**Required work:** Say how many lines below hold the word "sweater"; give the number by itself.

**Dataset entries:**
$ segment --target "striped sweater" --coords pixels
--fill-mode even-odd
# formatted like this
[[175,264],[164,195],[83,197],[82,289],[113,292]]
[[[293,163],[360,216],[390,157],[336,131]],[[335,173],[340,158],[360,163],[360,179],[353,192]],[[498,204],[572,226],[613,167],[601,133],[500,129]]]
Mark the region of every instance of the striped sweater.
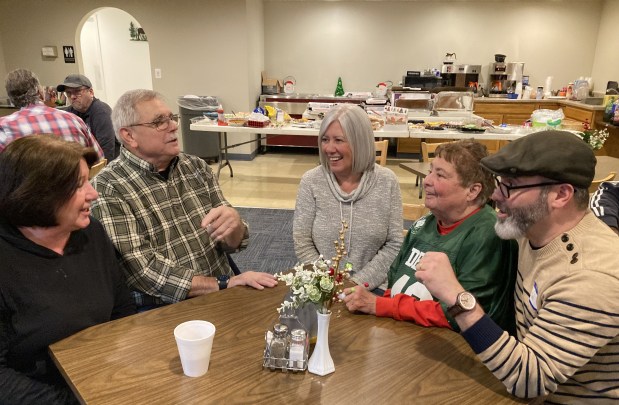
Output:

---

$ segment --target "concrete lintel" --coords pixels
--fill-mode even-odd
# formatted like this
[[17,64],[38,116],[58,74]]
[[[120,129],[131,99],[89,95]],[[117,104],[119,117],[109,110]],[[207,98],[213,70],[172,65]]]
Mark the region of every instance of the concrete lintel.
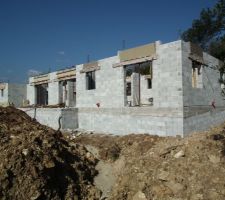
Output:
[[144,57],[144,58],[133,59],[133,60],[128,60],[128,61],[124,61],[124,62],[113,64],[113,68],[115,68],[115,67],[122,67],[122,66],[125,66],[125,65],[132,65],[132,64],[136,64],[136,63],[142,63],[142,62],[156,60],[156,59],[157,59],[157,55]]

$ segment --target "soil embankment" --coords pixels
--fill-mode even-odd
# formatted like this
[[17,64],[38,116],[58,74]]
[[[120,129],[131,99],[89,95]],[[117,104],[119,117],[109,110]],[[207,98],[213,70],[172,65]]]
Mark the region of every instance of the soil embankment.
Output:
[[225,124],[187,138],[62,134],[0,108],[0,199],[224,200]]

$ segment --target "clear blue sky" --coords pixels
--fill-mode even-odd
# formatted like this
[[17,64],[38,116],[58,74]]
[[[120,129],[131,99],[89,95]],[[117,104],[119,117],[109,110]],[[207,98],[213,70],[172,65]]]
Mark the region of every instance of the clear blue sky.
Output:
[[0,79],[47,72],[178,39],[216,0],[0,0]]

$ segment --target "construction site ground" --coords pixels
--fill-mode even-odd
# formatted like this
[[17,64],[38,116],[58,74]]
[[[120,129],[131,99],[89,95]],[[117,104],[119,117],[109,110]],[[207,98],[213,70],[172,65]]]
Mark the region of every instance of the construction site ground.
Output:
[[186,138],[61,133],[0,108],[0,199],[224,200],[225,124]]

* * *

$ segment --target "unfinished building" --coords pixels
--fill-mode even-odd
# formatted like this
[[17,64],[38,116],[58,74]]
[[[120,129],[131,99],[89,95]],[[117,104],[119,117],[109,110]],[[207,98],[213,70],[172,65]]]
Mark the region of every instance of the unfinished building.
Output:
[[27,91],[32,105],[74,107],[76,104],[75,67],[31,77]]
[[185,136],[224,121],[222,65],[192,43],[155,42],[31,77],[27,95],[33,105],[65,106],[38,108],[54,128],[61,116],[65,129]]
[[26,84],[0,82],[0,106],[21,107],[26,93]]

**Exercise solution:** 2